> Fonte:
········
Il Chiapas produce il 21% di tutto il petrolio dell’intero Messico. Il 47% di tutto il gas nazionale. E’ il primo produttore di mais e caffè. E’ il secondo produttore di carne. Il 33,3% del territorio è dedicato all’allevamento, il 20,9% all’agricoltura.
Condizioni di vita da terzo mondo: il 65% delle case ha il pavimento in terra. Il 40% non ha acqua potabile. Il 50% non dispone di fognature. Solo il 20% della popolazione ha accesso alle istituzioni di sanità pubblica. Il 55% della popolazione è denutrita. Il 75% della popolazione maggiore di 12 anni non ha completato gli studi primari. Il 30% della popolazione è analfabeta (la media in Messico è del 12%). Il 59% della popolazione non supera la soglia del salario di 3 dollari Usa al giorno. Il 19% della popolazione non ha alcun reddito: in totale il 78%.
Superficie di 73.887 km cinque volte inferiore all’Italia ed è il 4% di tutto il Messico. Ha il 30% dell’acqua di tutto il Messico, il 40% delle specie vegetali, il 36% della varietà di mammiferi e il 34% di anfibi e rettili, il 66% della varietà di uccelli, il 20% dei pesci, l’80% della varietà di farfalle. La grande risorsa appetita è l’acqua. E’ attraversato dall’Usumacinta, bacino delle precipitazioni del Guatemala, fiume di maggior portata del paese. Importanza idrica che aumenterà con l’aumento della desertificazione. Grande risorsa è la biodiversità della Selva che ha scatenato case farmaceutiche e industrie agro-alimentari nord-americane.
········
> Dati forniti:

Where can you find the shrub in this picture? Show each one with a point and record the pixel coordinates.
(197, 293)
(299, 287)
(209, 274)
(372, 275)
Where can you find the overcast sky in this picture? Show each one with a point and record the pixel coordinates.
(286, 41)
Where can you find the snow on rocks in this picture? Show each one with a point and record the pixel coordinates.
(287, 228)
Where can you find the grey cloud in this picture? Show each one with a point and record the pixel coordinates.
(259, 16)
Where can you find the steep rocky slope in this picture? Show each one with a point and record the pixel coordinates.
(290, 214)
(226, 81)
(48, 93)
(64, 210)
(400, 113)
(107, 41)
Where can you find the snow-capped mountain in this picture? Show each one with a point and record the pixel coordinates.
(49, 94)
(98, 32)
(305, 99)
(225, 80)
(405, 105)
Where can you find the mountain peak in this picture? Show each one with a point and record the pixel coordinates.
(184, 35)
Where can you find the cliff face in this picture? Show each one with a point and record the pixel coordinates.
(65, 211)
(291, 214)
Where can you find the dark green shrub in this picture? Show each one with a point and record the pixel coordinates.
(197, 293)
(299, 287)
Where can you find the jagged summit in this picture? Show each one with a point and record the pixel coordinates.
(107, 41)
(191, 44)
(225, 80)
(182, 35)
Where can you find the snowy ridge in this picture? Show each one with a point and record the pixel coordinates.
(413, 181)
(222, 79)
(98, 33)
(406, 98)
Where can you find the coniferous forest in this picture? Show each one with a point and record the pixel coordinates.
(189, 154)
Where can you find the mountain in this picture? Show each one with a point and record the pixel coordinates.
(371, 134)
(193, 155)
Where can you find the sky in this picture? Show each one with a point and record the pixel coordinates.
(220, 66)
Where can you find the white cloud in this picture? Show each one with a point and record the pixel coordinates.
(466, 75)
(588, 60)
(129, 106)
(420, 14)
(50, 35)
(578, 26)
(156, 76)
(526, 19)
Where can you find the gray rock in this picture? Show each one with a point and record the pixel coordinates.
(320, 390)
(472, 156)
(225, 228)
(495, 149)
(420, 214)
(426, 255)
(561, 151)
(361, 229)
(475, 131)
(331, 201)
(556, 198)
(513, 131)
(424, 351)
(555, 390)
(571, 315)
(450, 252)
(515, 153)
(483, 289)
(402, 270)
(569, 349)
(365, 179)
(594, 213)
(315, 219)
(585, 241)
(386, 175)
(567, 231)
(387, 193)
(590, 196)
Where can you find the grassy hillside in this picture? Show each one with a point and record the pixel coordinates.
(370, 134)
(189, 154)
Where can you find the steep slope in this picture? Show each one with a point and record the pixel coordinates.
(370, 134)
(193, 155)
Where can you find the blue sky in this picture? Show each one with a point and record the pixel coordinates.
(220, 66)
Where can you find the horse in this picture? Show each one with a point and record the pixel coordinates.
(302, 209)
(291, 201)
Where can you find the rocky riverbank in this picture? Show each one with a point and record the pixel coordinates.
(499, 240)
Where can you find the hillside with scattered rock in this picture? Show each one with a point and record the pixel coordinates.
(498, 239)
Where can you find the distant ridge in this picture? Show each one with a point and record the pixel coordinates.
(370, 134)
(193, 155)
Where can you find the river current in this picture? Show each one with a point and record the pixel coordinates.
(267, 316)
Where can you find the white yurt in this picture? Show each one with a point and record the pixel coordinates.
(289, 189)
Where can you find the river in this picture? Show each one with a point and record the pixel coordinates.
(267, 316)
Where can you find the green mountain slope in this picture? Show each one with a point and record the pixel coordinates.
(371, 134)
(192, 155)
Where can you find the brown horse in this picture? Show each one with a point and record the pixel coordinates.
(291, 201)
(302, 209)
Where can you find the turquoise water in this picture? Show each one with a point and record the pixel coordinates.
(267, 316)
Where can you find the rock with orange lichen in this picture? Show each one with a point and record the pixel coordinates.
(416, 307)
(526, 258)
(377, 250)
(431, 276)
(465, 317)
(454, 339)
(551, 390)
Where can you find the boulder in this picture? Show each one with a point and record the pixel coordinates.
········
> Elenco dei compiti:
a: Per ciascuna affermazione indica con sì o no se concorda con la fonte, citando alla lettera le parole che lo stabiliscono: (i) il Chiapas è il primo produttore di carne del Messico; (ii) il 30% della popolazione del Chiapas è analfabeta; (iii) il Chiapas produce più della metà del gas nazionale.
b: Estrai dalla fonte, senza cambiare nulla, il passo che comincia con "Il Chiapas produce" e finisce con "il 20,9% all’agricoltura.".
Per rispondere basati soltanto sulla fonte.

> Soluzioni:
a:
(i) No: «E’ il secondo produttore di carne.»
(ii) Sì: «Il 30% della popolazione è analfabeta»
(iii) No: «Il 47% di tutto il gas nazionale.»

b:
Il Chiapas produce il 21% di tutto il petrolio dell’intero Messico. Il 47% di tutto il gas nazionale. E’ il primo produttore di mais e caffè. E’ il secondo produttore di carne. Il 33,3% del territorio è dedicato all’allevamento, il 20,9% all’agricoltura.